### Verilen metin
------------------------------------------------------------------------
Mehmet Özay 13.03.2022
12 Mart Cumartesi günü yapılan Cohor Eyalet seçimleri UMNO’nun büyük başarısıyla sonuçlandı.
56 sandalyeli eyalet parlamentosu için yapılan seçimlerde
40 milletvekilliği kazanan Birleşik Malay
Ulusal Organizasyonu (United Malay
National Organization-UMNO) öncülüğündeki Ulusal Cephe (Barisan Nasional-BN) koalisyonu zaferi
kutluyor.
Koalisyonun büyük ortağı UMNO 33, Malezya Çin Birliği (Malaysian Chinese
Association-MCA) 4 ve Malezya Hint Kongresi (Malaysian Indian
Congress-MIC) 3 milletvekilliği aldı. Böylece, BN
koalisyonu geçen Kasım ayında yapılan Malaka Eyalet seçimlerindeki başarısını
tekrarlamış oldu.
Umut Koalisyonu
(Pakatan Harapan-PH) toplam 12 sandalye kazanırken, Demokratik Eylem
Partisi (Democratic Action Party-DAP)
10, Halkın Adaleti Partisi (Partai Keadilan Rakyat-PKR) 1 ve Emanet Partisi (AMANAH) 1 milletvekili
çıkardı.
Üçüncü koalisyon bloğu Ulusal İttifak ise üç sandalye
kazanırken, Yerli Birlik Partisi (Parti Pribumi
Bersatu Malaysia-Bersatu) 2 ve Malezya İslam Partisi (Parti Islam SeMalaysia-PAS) 1 milletvekilliği kazandı.
Malezya
siyasetine iki ay önce giren, çiçeği burnunda yeni partisi, Malezya
Birleşik Demokrasi Birliği (Malaysian United Democratic Alliance-MUDA) ise bir
milletvekilliği aldı.
Dr.
Mahathir Muhammed’in başında bulunduğu Vatan Partisi (Parti Pejuang Tanah Air-Pejuang) ise girilen
42 seçim bölgesinden hiçbirinden milletvekilliği kazanamamasıyla dikkat çekti. Adı
bir dönem başbakanlık için zikredilen tecrübeli siyasetçi ve Sabah Eyaleti baş
yöneticisi Shafie Apdah’ın partisi Parti Warisan da girdiği altı seçim bölgesinde
başarılı olamadı.
------------------------------------------------------------------------
### Görev 1
Cohor Eyalet seçimleri metninde "Koalisyonun büyük ortağı" sözlerinden "1 milletvekilliği kazandı." sözlerine kadar uzanan bölümü hiç değiştirmeden tekrar yazın.
### Görev 2
Cohor Eyalet seçimleri metnine göre Vatan Partisi kaç seçim bölgesine girdi ve bunların kaçında milletvekilliği kazandı?
------------------------------------------------------------------------
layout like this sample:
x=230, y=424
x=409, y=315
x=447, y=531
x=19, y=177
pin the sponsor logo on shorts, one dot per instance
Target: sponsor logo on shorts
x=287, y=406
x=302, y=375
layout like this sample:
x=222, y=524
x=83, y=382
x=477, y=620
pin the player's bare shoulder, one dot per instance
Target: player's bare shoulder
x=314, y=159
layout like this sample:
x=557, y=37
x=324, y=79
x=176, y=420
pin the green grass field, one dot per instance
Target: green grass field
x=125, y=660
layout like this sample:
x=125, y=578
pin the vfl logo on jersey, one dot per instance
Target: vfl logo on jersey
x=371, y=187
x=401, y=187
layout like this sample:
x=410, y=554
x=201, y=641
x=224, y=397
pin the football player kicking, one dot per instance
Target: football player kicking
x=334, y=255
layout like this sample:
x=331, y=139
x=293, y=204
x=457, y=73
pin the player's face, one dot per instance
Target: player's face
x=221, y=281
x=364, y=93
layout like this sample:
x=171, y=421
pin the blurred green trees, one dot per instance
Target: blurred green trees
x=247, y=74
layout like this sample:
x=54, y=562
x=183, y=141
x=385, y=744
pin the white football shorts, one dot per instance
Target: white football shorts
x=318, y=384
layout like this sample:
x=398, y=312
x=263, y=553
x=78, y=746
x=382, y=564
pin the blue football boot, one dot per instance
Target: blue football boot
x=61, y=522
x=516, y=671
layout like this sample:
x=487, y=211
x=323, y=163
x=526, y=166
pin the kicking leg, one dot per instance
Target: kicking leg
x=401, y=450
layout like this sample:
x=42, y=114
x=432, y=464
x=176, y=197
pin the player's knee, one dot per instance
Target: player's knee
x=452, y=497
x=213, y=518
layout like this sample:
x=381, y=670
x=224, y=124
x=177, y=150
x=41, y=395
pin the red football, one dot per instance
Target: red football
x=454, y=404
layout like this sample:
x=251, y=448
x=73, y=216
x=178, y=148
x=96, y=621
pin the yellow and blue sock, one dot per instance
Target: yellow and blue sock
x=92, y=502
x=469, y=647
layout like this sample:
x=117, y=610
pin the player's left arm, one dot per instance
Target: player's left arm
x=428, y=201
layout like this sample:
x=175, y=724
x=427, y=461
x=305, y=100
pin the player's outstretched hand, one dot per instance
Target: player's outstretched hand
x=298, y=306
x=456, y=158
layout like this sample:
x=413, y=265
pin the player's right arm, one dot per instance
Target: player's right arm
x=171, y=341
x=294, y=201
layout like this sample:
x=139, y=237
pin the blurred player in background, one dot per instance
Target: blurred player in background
------------------------------------------------------------------------
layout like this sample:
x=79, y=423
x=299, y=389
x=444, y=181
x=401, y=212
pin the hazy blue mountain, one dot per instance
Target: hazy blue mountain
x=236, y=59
------------------------------------------------------------------------
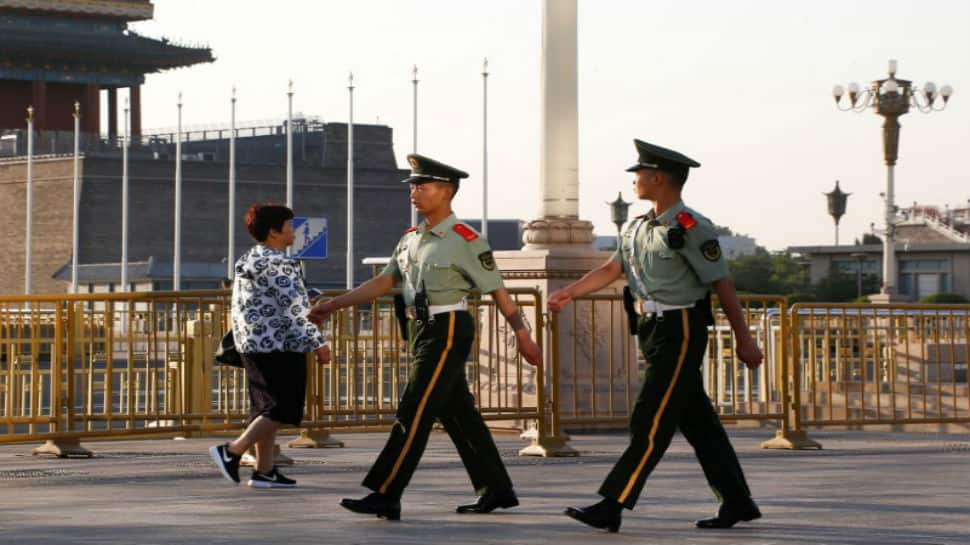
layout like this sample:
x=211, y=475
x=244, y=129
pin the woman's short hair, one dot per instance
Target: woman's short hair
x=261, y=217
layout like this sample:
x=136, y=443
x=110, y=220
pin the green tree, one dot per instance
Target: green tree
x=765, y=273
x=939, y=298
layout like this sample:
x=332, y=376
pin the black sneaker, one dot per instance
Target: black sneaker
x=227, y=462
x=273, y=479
------------------------------------------------------------------------
### Doğru cevap 1
Koalisyonun büyük ortağı UMNO 33, Malezya Çin Birliği (Malaysian Chinese
Association-MCA) 4 ve Malezya Hint Kongresi (Malaysian Indian
Congress-MIC) 3 milletvekilliği aldı. Böylece, BN
koalisyonu geçen Kasım ayında yapılan Malaka Eyalet seçimlerindeki başarısını
tekrarlamış oldu.
Umut Koalisyonu
(Pakatan Harapan-PH) toplam 12 sandalye kazanırken, Demokratik Eylem
Partisi (Democratic Action Party-DAP)
10, Halkın Adaleti Partisi (Partai Keadilan Rakyat-PKR) 1 ve Emanet Partisi (AMANAH) 1 milletvekili
çıkardı.
Üçüncü koalisyon bloğu Ulusal İttifak ise üç sandalye
kazanırken, Yerli Birlik Partisi (Parti Pribumi
Bersatu Malaysia-Bersatu) 2 ve Malezya İslam Partisi (Parti Islam SeMalaysia-PAS) 1 milletvekilliği kazandı.

### Doğru cevap 2
42 seçim bölgesine girdi ve hiçbirinde milletvekilliği kazanamadı.